Supplied material:
*-*-*
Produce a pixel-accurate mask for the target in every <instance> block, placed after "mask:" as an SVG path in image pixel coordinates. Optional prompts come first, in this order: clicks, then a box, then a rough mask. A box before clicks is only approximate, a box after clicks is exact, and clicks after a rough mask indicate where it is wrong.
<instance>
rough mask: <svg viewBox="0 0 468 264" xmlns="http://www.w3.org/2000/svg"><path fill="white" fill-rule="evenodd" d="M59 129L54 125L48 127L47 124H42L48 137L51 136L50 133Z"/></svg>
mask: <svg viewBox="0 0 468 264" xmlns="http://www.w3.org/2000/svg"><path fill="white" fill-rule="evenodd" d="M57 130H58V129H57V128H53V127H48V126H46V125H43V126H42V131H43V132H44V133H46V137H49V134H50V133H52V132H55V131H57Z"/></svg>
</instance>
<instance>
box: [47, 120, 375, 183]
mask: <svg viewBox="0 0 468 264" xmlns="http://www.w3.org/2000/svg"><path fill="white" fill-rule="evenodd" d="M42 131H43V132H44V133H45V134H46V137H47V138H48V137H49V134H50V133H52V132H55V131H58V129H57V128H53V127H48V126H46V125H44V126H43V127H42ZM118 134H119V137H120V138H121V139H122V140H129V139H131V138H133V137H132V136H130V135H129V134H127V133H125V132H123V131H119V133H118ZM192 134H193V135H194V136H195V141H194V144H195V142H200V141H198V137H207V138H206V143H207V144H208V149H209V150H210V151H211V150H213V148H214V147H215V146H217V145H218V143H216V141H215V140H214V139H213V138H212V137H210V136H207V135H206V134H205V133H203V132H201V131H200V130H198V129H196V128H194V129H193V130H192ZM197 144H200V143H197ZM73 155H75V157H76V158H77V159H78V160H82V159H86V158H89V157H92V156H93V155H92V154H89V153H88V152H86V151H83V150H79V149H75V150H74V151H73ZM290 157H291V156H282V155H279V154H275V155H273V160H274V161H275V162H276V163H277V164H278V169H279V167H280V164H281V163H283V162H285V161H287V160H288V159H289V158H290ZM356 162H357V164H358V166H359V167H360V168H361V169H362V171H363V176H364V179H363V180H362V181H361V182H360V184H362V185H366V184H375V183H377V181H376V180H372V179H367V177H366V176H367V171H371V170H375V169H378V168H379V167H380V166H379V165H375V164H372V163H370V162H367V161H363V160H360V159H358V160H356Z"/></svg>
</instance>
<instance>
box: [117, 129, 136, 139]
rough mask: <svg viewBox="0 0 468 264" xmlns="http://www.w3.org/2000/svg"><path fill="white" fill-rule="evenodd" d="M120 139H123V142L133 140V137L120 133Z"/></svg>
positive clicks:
*-*-*
What the task asks:
Write out all of the material above verbatim, leaving every line unchanged.

Answer section:
Produce a pixel-accurate mask for the target in every <instance> block, placed after "mask:" as an SVG path in image pixel coordinates. Optional prompts come first, in this order: clicks, then a box, then a rough mask. A box before clicks is only approximate, a box after clicks is exact, and clicks after a rough mask indicate where it is wrong.
<instance>
rough mask: <svg viewBox="0 0 468 264" xmlns="http://www.w3.org/2000/svg"><path fill="white" fill-rule="evenodd" d="M59 129L54 125L48 127L47 124H42L48 137L51 136L50 133Z"/></svg>
mask: <svg viewBox="0 0 468 264" xmlns="http://www.w3.org/2000/svg"><path fill="white" fill-rule="evenodd" d="M57 130H58V129H57V128H53V127H48V126H46V125H43V126H42V131H43V132H44V133H46V137H49V134H50V133H52V132H55V131H57Z"/></svg>
</instance>
<instance>
box: [47, 120, 375, 183]
mask: <svg viewBox="0 0 468 264" xmlns="http://www.w3.org/2000/svg"><path fill="white" fill-rule="evenodd" d="M42 131H43V132H44V133H45V134H46V137H47V138H48V137H49V134H50V133H52V132H55V131H58V129H57V128H53V127H48V126H46V125H44V126H43V127H42ZM118 134H119V137H120V138H121V139H122V140H129V139H131V138H133V137H132V136H130V135H129V134H127V133H125V132H123V131H119V133H118ZM192 134H193V135H194V136H195V141H194V144H195V142H200V141H198V137H207V138H206V143H207V144H208V149H209V150H210V151H211V150H213V148H214V147H215V146H217V145H218V143H216V141H215V140H214V139H213V138H212V137H210V136H207V135H206V134H205V133H203V132H201V131H200V130H198V129H196V128H194V129H193V130H192ZM197 144H200V143H197ZM73 155H75V157H76V158H77V159H78V160H82V159H86V158H89V157H92V156H93V155H92V154H89V153H88V152H86V151H83V150H79V149H75V150H74V151H73ZM290 157H291V156H282V155H279V154H275V155H273V160H274V161H275V162H276V163H277V164H278V169H279V167H280V164H281V163H283V162H285V161H287V160H288V159H289V158H290ZM356 162H357V164H358V166H359V167H360V168H361V169H362V171H363V176H364V179H363V180H362V181H361V182H360V184H362V185H366V184H375V183H377V181H376V180H372V179H367V177H366V176H367V171H371V170H375V169H378V168H379V167H380V166H379V165H375V164H372V163H370V162H367V161H363V160H360V159H358V160H356Z"/></svg>
</instance>
<instance>
box: [117, 129, 136, 139]
rough mask: <svg viewBox="0 0 468 264" xmlns="http://www.w3.org/2000/svg"><path fill="white" fill-rule="evenodd" d="M120 139H123V142L133 140V137L120 133Z"/></svg>
positive clicks:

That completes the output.